──────── Quoted text ────────

Now, in defense of the person who wrote it, we use our blog to talk about things that are new and exciting about the industry our association represents. Our target audience is not our members, but the engineers and technicians that may choose to use our members' products in their designs. Describing some technical advancements that have been going on in our industry, the author used the word "awe-inspiring."
It stopped me in my tracks. Awe-inspiring. As in "instilling a sense of wonder." Is that really the word we want to use?
Can we cash that check?
Don't get me wrong. I think the things going on in our industry are pretty neat.
But are they awe-inspiring? More importantly, are they awe-inspiring to the technically-educated people we're trying to appeal to, and what if they aren't?
One thing I feel pretty strongly about when it comes to blogging is that you need to be honest. No one reads blogs because they want to be sold to. They read because they find the content interesting or they like the person writing it.
And they can smell inauthenticity a mile away. Yes, we have to write about the most exciting and interesting things going on in our industry, but we have to do it in a way that respects the knowledge of the reader.
Our situation may be atypical. We're a group of association and marketing professionals trying to write things that appeal to engineers and technicians. We are not our audience, and what we think is awe-inspiring may be surprisingly less so to our audience.
In this environment I see two things we must do to succeed.

────────

## Task a:
Answer these questions about the passage on blogging.
(i) Whom does the blog target as its audience?
(ii) What word did the author use to describe technical advancements in the industry?
(iii) What two reasons does the passage give for why people read blogs?
The records that follow are unrelated to the passage on blogging above.

──────── Extracted entries ────────

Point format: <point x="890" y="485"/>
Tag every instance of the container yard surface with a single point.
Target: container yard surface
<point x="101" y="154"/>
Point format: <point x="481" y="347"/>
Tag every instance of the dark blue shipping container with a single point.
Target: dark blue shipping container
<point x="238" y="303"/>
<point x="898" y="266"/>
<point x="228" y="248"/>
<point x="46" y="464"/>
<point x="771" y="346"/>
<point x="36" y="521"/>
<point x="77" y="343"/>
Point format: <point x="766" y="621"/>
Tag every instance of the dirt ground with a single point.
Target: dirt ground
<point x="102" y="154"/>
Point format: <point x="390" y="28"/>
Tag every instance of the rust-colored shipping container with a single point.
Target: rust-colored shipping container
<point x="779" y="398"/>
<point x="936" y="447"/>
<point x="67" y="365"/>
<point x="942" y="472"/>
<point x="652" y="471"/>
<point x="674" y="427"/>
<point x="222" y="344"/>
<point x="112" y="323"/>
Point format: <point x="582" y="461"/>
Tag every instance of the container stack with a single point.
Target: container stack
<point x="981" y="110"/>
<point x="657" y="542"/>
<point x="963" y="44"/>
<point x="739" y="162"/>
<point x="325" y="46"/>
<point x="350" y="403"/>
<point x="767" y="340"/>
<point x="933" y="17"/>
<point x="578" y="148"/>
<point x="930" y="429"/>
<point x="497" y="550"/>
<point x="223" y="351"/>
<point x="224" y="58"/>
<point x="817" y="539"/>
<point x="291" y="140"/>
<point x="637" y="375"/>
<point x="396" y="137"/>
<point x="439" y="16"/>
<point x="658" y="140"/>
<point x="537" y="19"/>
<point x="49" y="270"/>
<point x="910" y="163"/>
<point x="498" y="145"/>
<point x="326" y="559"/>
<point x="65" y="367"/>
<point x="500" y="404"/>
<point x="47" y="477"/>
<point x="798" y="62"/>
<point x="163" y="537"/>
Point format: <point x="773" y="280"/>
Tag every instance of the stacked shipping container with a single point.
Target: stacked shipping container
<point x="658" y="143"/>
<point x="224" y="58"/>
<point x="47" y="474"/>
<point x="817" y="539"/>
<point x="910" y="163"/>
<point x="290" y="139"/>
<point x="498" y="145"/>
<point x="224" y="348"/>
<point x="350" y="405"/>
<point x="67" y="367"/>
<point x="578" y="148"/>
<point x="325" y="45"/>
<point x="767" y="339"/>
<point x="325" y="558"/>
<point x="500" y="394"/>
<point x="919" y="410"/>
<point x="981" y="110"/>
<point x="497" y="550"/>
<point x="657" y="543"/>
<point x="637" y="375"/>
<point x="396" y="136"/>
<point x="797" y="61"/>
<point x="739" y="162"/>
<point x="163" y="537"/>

────────
──────── Extracted entries ────────

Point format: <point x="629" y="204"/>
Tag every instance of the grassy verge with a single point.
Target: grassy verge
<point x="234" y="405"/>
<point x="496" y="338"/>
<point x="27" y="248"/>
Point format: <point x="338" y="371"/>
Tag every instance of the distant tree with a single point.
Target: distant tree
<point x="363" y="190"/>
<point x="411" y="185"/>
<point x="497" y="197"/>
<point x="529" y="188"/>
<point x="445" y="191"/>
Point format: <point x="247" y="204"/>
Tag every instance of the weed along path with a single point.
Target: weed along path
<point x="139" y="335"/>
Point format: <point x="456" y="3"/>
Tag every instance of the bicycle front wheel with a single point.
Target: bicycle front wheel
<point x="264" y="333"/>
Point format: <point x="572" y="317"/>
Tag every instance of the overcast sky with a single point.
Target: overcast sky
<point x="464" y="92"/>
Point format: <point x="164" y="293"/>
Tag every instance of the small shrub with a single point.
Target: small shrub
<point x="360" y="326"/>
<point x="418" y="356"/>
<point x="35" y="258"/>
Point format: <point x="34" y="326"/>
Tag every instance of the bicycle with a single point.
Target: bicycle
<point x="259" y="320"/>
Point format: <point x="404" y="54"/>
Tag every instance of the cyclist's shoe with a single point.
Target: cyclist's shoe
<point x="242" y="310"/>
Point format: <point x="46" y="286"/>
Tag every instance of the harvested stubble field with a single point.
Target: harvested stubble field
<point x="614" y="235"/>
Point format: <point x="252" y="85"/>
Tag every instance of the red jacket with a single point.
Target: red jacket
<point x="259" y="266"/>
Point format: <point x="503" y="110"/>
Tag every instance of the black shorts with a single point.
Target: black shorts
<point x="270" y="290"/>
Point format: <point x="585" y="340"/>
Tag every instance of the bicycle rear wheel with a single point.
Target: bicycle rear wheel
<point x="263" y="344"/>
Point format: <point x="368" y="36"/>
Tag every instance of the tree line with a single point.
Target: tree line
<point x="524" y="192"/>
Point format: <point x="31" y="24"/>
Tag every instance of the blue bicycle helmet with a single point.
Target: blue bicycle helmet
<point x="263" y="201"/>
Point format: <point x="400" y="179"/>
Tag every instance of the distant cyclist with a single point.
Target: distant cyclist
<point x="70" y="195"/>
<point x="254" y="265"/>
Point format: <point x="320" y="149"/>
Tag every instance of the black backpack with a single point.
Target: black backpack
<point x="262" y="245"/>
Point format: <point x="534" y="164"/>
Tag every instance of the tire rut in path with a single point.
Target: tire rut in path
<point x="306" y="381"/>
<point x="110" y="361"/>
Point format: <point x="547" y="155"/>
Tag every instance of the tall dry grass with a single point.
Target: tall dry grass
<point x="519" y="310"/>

────────

## Task b:
Locate each line of the records that contains the word "colored". Copy those lines.

## Problem solution a:
(i) The engineers and technicians who may choose to use the members' products in their designs.
(ii) "Awe-inspiring."
(iii) They find the content interesting, or they like the person writing it.

## Problem solution b:
Tag every instance of the rust-colored shipping container with a single point.
Target: rust-colored shipping container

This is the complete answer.